- TASK:
Output the records, every one, exactly as given.
*** SUPPLIED DATA ***
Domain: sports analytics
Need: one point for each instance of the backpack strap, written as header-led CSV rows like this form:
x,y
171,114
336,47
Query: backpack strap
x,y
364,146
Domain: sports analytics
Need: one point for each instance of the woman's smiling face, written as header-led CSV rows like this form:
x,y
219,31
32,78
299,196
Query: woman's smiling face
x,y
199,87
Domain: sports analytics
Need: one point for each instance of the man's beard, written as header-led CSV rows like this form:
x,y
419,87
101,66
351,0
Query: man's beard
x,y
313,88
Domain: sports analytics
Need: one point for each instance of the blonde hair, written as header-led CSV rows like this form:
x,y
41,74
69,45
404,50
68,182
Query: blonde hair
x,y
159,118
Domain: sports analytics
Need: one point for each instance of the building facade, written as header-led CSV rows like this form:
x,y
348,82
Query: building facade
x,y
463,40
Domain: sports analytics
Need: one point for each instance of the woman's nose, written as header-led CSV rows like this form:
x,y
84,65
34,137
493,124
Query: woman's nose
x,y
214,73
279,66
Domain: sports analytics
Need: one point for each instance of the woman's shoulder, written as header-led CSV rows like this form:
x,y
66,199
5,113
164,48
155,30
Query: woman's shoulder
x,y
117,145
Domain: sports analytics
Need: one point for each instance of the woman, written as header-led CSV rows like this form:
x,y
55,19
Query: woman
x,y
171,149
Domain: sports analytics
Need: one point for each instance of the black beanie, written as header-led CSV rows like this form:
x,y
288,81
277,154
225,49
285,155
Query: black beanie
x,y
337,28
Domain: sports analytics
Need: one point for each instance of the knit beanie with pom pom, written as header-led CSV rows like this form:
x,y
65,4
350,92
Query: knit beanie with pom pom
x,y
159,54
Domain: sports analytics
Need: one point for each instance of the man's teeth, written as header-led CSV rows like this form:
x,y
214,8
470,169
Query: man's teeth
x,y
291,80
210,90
*** End of SUPPLIED DATA ***
- EXERCISE RESULT:
Domain: sports analytics
Need: one point for each instance of the backpack strap, written as header-led CSV rows like this form:
x,y
171,114
336,47
Query: backpack strap
x,y
364,146
Domain: sports analytics
Need: one point for each instance of the woman's smiling face, written as header-led CSV rows like this form:
x,y
219,31
32,78
299,196
Query: woman's smiling face
x,y
199,87
Domain: sports analytics
Need: one point for each instance of the man's beard, written as header-led CSV rows like this form:
x,y
419,87
101,66
351,0
Query: man's beard
x,y
313,88
Domain: sports analytics
Need: one point for each instance of the blonde hair, written as header-led CSV rows like this form:
x,y
41,74
69,45
404,50
68,182
Query: blonde hair
x,y
159,118
Domain: sports analytics
Need: one point for each instance of the building facade, written as header-led CSV rows like this form:
x,y
348,82
Query: building facade
x,y
463,40
Domain: sports analytics
Need: one point for each instance of the woman's nose, written as header-led CSV rows like this form:
x,y
84,65
34,137
493,124
Query: woman's nose
x,y
214,73
279,66
Domain: sports analytics
Need: one point for each instance of the woman's shoulder, written as header-led CSV rows like this form:
x,y
66,199
5,113
164,48
155,30
Query: woman's shoulder
x,y
117,145
Domain: sports analytics
Need: one point for each instance of the woman, written as header-led CSV rows like this form:
x,y
55,19
Query: woman
x,y
171,149
Domain: sports analytics
Need: one point for each instance of the black beanie, written as header-led CSV rows like this form:
x,y
288,81
277,154
225,49
285,155
Query: black beanie
x,y
337,28
Domain: sports analytics
Need: one point for each instance of the knit beanie with pom pom, written as header-led CSV rows like this form:
x,y
65,4
350,92
Query: knit beanie with pom pom
x,y
159,54
Domain: sports analytics
Need: one point for each instance of the man's teeth, written as header-led CSV rows like this form:
x,y
214,8
470,169
Query: man's teeth
x,y
291,80
210,90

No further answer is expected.